▶ Task brief: Arrange every line of the material below as a Markdown table with the columns Row and Line, numbering the rows and omitting blank lines.

Box-labeled dataset excerpts
···
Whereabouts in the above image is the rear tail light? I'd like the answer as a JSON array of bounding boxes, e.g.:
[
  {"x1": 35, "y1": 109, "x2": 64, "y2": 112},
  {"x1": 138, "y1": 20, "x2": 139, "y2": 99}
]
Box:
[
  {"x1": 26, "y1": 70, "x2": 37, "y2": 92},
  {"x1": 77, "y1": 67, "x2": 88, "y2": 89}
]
···
▶ Exercise answer:
| Row | Line |
|---|---|
| 1 | Whereabouts in the above image is the rear tail light? I'd like the answer as a JSON array of bounding boxes, e.g.: |
| 2 | [ |
| 3 |   {"x1": 35, "y1": 109, "x2": 64, "y2": 112}, |
| 4 |   {"x1": 138, "y1": 20, "x2": 139, "y2": 99} |
| 5 | ] |
| 6 | Box: |
| 7 | [ |
| 8 |   {"x1": 26, "y1": 70, "x2": 37, "y2": 92}, |
| 9 |   {"x1": 77, "y1": 67, "x2": 88, "y2": 89} |
| 10 | ] |